Transcribe the listing exactly, leaving out every picture.

══════════

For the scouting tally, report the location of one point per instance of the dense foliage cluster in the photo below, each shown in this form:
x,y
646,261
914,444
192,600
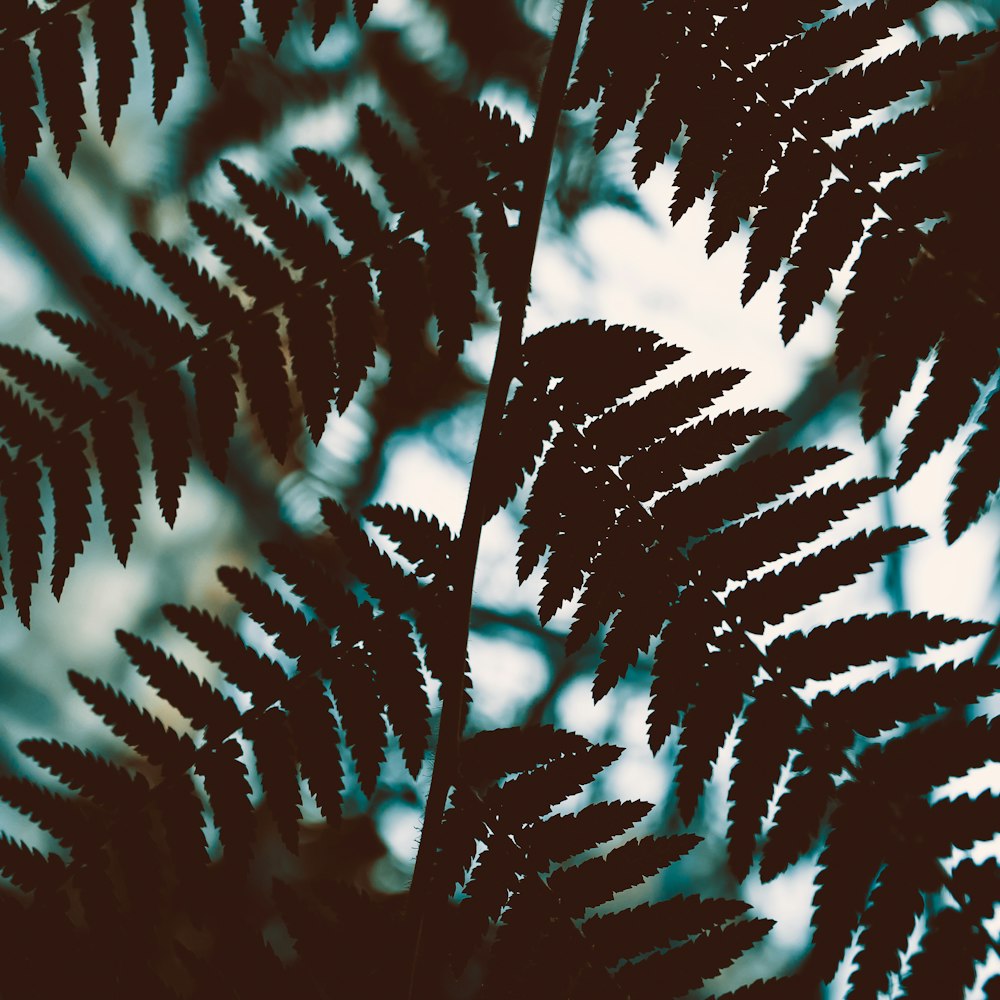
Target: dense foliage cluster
x,y
172,870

══════════

• Solved problem
For the scouting tally, report the location of one point per instance of the dense foliage cluster in the photo below, each shown in this form:
x,y
646,261
914,444
192,600
Target: dense foliage cluster
x,y
172,870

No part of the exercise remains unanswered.